━━ Verilen Metin

Selçuk Özdağ


ALGI VE GERÇEK

On gün sonra CB seçimi için yeniden sandık başına gideceğiz. Erdoğan önde gibi görünmesine rağmen oy kullanmayan seçmenler ve Sinan Ogan faktörü dikkate alındığında seçimin alınması için hiçbir engel yok.


On gün sonra CB seçimi için yeniden sandık başına gideceğiz. Erdoğan önde gibi görünmesine rağmen oy kullanmayan seçmenler ve Sinan Ogan faktörü dikkate alındığında seçimin alınması için hiçbir engel yok.
Erdoğan, seçim kampanyasını HDP üzerine bina etti. Vatandaşı altılı masa ile ilgili tereddüde düşürdü. Oysa HDP/PKK ile masa kuran tek parti AKP’ydi. Üstelik Erdoğan’ın milliyetçileri aşağılayan bir sürü ifadesi var. Milli bayramlara katılmıyor. Anıtkabir’e gidileceği zaman hasta oluyor. Bugün çıkarları gerektirdiği için MHP ile beraber. Yarın sıkışınca partner değiştirebilir. Eski söylemlerine her an dönebilir.

━━━━
━━ Kaynak Malzeme

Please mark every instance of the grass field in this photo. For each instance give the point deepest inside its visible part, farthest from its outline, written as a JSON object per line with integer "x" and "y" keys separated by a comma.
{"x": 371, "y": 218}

━━━━

Göreviniz:
1. Aşağıdaki ifadelerin Algı ve Gerçek yazısıyla uyuşup uyuşmadığını belirtin. Her biri için evet ya da hayır deyin ve kararı veren sözleri yazıdan aynen alıntılayın: (a) Cumhurbaşkanlığı seçimi için yeniden sandık başına gidilmesine on gün vardır. (b) HDP/PKK ile masa kuran tek parti, altılı masadaki bir partidir. (c) Erdoğan milli bayramlara katılmaktadır.
2. Algı ve Gerçek yazısını kaldığı yerden alıp sürdürün.
Malzeme, Algı ve Gerçek yazısından ayrı bir içeriktir.

Beklenen Sonuçlar:
1.
(a) Evet: "On gün sonra CB seçimi için yeniden sandık başına gideceğiz."
(b) Hayır: "Oysa HDP/PKK ile masa kuran tek parti AKP’ydi."
(c) Hayır: "Milli bayramlara katılmıyor."

2.
Kaldı ki, Çözüm Sürecinde yaşananlar hala hafızalarda, AKP’nin aymazlığı yüzünden Türkiye Hendek terörüne 859 şehit verdi. Ne yazık ki bunları kimse görmüyor, yahut görmek istemiyor. Altılı masada hiçbir zaman HDP olmadı, ama bunu vatandaşa anlatamadık. Kalan on gün içinde en çok odaklanılması gereken konu bu.
Erdoğan’ın aslında dini bir hedefi de yok. Mavi Marmara gemisinde olanları hatırlayın, önce sahip çıktı, sonra ben mi gönderdim diyerek o insanları ve acılı ailelerini yolda bıraktı. Merve Kavakçı’yı başörtülü olduğu için itip kakan meclisten dışarı atan DSP genel başkanı AKP listesinden milletvekili yapıldı. Sayın CB için önemli olan biattır. Biat ediyorsanız isterseniz din ve milliyet karşıtı olun önemli değil.
Geçmişte FETÖ’ye, HDP’ye hatta Öcalan’a övgüler düzen birçok isim bugün AKP’de siyaset yapıyor. Apo’ya sayın demeyi ve PKK bayrağı taşımayı suç olmaktan çıkaran da AKP. Bu açık gerçeklere rağmen yandaş medya vasıtasıyla Millet İttifakı aleyhine çirkin bir algı oluşturuldu. Ülkenin birlik ve bütünlüğünden ne biz taviz veririz ne de diğer paydaşlarımız. Altılı masada PKK ile iş tutmuş tek bir kişi gösterilemez.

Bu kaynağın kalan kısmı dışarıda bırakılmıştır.